Stated problem A ->
Please render this sentence from the stick-making glossary in Spanish: "Each letter was given a tree-name in the medieval Auraicept tradition."
Stated problem B ->
Report every line of the records that contains the string "roof".

Quoted passage ->
------------
Killorglin /kil-OR-glin/
The town in County Kerry, Ireland, where the McCaffrey Crafts workshop is based. Known more widely for the annual Puck Fair (Aonach an Phoic), one of the oldest surviving Irish folk-festivals.
Knob
The thickened end at the top of a shillelagh, formed from the root burl of the blackthorn. Provides weight for striking and a natural grip when the stick is gripped low.
See also: Root burl, Shillelagh

L

Latoon
A townland near Newmarket-on-Fergus in County Clare, site of the lone fairy thorn that the M18 motorway was famously re-routed around in 1999, following a public campaign led by storyteller Eddie Lenihan. The most prominent modern example of the lone-thorn-tree taboo affecting development.
See also: Fairy-thorn taboo
Linseed oil
Oil pressed from flax seeds, traditionally used as a wood finish in British and Irish stick-making. Boiled linseed oil contains driers for faster curing; raw linseed oil takes longer to cure but has the same end-state. Penetrates the wood rather than sitting on the surface as a film.

M

May bush
A branch of hawthorn or blackthorn decorated with ribbons, painted eggshells, and wildflowers, set up at the door of a house or in a public place at Bealtaine to mark the start of summer. Widespread in pre-1900 Ireland; nearly disappeared in the early twentieth century; revived from the 1990s onward.
See also: Bealtaine, Crann Bealtaine

N

Notre Dame leprechaun
The University of Notre Dame's Fighting Irish mascot, officially adopted in 1965, whose standard kit includes a green cutaway suit, an Irish country hat, and a shillelagh. The most visible American Irish-cultural figure in any continuous public role; the visual template for most American mass-market Irish-themed sticks.
See also: Shillelagh

O

Ogham /OH-um/
An early Irish alphabet of straight strokes and notches cut along a baseline, surviving on standing stones across Ireland and parts of Wales and Scotland from roughly the 4th to 7th centuries AD. Each letter was given a tree-name in the medieval Auraicept tradition.
See also: Auraicept na n-Éces

P

Patina
The cumulative depth-of-finish that develops on a real handmade stick over years of use, oilings, and skin-oil contact. Cannot be reproduced on a new stick by any amount of effort; the single most reliable visual indicator that a stick has been in genuine long-term use.
Prunus spinosa
The botanical name for blackthorn, the dominant Irish stick wood. A spiny deciduous shrub of the Rosaceae family, native to most of Europe and into western Asia.
See also: Blackthorn

Q

Quercus robur
Pedunculate oak (English oak) — one of the two native British and Irish oak species. Has acorns on long stalks (peduncles) but leaves with almost no stalk; characteristic of lowland heavy-clay woodland.
See also: Oak, Quercus petraea
Quercus petraea
Sessile oak (durmast oak) — the second native British and Irish oak species. Has stalked leaves but acorns sitting tight to the twig; characteristic of upland thinner-soil woodland.
See also: Oak, Quercus robur

R

Root burl
The swollen, dense, gnarled bulb that forms at the junction between the trunk and the root-stock of a blackthorn shrub. Used as the natural knob of a finished shillelagh; cannot be reliably faked with glue and a lathe.
------------
Records of labeled points
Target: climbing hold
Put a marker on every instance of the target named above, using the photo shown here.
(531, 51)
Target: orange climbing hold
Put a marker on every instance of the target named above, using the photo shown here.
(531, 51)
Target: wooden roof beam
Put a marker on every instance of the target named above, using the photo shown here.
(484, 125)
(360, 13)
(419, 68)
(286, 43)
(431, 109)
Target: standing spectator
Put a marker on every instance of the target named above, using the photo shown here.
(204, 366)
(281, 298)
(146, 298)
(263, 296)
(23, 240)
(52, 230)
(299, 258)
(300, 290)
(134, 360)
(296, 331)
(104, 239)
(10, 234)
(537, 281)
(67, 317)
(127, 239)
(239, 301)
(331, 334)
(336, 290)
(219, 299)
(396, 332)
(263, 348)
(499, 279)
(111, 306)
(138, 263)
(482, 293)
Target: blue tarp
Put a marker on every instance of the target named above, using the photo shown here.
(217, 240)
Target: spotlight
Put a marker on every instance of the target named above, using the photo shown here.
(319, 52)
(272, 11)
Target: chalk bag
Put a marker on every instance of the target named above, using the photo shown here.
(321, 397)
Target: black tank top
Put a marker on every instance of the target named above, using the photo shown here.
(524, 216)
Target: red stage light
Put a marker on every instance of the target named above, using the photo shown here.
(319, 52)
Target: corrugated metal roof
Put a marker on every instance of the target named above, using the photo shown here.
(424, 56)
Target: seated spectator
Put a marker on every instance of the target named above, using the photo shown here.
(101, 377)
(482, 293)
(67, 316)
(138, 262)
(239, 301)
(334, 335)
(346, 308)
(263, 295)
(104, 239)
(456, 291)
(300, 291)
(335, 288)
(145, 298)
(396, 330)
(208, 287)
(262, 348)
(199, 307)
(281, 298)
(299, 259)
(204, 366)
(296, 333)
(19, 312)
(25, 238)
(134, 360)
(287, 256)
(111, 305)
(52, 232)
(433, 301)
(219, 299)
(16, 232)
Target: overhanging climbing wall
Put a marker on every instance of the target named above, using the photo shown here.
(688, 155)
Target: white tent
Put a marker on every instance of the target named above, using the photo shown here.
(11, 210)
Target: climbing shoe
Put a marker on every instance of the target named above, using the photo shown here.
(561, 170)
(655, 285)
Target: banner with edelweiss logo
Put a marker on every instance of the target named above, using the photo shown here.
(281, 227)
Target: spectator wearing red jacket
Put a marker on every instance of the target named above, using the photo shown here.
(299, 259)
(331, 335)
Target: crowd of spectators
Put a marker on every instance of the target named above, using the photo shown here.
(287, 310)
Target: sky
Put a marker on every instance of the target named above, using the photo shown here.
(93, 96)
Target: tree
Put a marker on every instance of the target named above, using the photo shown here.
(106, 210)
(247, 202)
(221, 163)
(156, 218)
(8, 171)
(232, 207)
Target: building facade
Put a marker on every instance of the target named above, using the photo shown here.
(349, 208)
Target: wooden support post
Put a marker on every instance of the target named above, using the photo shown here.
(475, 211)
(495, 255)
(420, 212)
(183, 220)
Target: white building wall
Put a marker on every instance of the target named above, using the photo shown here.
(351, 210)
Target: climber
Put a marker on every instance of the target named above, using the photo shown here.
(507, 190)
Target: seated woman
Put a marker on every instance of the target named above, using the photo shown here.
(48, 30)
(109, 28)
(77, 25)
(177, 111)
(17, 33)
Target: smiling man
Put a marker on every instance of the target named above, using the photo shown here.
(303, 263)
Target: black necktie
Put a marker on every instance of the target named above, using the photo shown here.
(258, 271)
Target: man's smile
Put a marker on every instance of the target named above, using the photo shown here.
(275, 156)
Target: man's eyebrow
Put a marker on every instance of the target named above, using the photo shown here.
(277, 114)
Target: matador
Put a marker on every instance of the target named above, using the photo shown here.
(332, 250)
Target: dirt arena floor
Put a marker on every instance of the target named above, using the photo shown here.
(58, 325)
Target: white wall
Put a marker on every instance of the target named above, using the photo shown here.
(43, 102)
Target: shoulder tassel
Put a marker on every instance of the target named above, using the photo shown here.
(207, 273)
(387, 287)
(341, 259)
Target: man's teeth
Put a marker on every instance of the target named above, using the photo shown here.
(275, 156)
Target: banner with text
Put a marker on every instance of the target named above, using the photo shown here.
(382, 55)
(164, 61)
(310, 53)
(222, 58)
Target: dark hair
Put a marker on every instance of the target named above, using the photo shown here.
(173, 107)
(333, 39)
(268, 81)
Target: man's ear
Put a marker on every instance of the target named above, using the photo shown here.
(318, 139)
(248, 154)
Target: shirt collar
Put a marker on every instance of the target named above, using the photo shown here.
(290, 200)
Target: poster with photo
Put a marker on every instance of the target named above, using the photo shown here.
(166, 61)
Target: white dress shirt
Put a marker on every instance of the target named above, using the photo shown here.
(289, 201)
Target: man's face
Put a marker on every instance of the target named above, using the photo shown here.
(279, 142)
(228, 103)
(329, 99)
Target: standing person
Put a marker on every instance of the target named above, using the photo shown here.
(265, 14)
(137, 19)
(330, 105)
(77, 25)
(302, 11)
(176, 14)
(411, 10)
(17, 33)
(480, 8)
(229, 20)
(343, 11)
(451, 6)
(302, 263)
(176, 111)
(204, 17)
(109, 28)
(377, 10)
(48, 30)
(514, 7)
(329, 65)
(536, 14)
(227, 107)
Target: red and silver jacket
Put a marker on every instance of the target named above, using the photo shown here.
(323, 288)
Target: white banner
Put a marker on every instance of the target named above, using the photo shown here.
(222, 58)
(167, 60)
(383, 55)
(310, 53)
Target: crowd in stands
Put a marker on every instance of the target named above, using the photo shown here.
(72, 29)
------------
Result A ->
A cada letra se le dio un nombre de árbol en la tradición medieval del Auraicept.

Result B ->
Target: wooden roof beam
Target: corrugated metal roof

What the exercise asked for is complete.